-- Start of Excerpted passage --
To make your writing concise, to say the most in the fewest words, whenever possible do the following:
Reduce a sentence to a clause:
Before: Bo has a deep affection for chickens. He bears a grudge against Colonel Sanders. (14 words)
After: Bo, who bears a grudge against Colonel Sanders, loves chickens. (10 words)
After: Because he loves chickens, Bo bears a grudge against Colonel Sanders. (11 words)
Reduce a clause to a phrase:
Before: Before he sat down to eat his dinner, Leon got stuck in the chimney. (14 words)
After: Before dinner, Leon got stuck in the chimney. (8 words)
Reduce a phrase to a word:
Before: Harl's German shepherd, a black dog that has a mean streak, has stolen several children from the neighborhood. (18 words)
After: Harl's mean, black German shepherd has stolen several neighborhood children. (11 words)
Avoid the academic practice of emphasizing a source of information at the expense of the information itself; instead, keep the reference subordinate.
NO: According to Dr. Frederick Philistine, a Senior Scatologist at the Bear Institute in New Brunswick, www.bearscat_r_us.com, we should have a relatively calm winter unless more polar bears escape from the zoo.
Yes: Unless more polar bears escape from the zoo, some experts say, we should have a relatively calm winter.
Yes: Unless more polar bears escape from the zoo, we should have a relatively calm winter.
This practice seems to stem from a fear that some information needs expert authority to back it up, that the writer himself is unqualified to make such a statement on his own. But readers care not a whit. If you're knowledgeable about the subject through either research or experience, say what you have to say, and save specific sources for the bibliography.
Quote tags or attributes (the "he said" or "she said" phrase in dialogue) fit in in one of three places:
1. The FRONT of the quotation:
He said, "Get me a pair parrots for me shoulders and some rattling sabers for me fists and make it snappy."
2. The BACK of the quotation:
"Get me a pair parrots for me shoulders and some rattling sabers for me fists and make it snappy," he said.
-- End of Excerpted passage --
> **Directive**
Answer these questions about the concise-writing excerpt above:
(a) How many words are in the "After" version of the sentence about Leon getting stuck in the chimney?
(b) Where does the excerpt say specific sources should be saved?
(c) How many words are in the "Before" version of the sentence about Harl's German shepherd?
-- Start of Data lines --
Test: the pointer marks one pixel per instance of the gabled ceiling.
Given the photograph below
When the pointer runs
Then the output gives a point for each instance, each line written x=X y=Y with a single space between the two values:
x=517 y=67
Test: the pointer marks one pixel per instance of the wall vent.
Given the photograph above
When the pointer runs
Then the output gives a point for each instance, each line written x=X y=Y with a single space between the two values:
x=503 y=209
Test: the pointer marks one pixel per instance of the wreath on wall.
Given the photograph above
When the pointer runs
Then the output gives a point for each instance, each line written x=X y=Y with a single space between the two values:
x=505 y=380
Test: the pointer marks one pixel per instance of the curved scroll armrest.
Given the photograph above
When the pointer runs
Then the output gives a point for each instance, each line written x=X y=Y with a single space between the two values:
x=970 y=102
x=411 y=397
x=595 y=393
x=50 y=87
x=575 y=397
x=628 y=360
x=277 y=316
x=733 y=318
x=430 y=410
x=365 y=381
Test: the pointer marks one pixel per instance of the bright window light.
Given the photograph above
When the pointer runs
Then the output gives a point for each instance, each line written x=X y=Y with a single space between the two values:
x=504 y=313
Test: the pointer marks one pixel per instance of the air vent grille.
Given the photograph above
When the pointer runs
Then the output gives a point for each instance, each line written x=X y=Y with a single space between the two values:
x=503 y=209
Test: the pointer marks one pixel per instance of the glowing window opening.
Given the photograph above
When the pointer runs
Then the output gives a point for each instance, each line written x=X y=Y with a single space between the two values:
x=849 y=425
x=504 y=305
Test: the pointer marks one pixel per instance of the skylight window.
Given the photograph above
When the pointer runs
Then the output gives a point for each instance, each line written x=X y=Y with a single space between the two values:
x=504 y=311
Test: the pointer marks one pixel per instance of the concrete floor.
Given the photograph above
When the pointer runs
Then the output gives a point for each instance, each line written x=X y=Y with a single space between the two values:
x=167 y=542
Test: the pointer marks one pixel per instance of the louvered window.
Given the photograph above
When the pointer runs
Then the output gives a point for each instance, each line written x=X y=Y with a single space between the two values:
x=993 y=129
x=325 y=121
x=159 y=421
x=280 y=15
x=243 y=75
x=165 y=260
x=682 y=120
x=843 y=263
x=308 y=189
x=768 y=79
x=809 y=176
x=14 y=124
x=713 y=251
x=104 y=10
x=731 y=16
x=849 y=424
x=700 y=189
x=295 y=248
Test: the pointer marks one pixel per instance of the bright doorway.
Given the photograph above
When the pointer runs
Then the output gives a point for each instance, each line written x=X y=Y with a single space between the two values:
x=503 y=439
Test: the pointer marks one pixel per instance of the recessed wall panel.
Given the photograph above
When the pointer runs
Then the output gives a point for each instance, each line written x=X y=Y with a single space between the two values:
-- End of Data lines --
> **Reply**
(a) 8 words.
(b) For the bibliography.
(c) 18 words.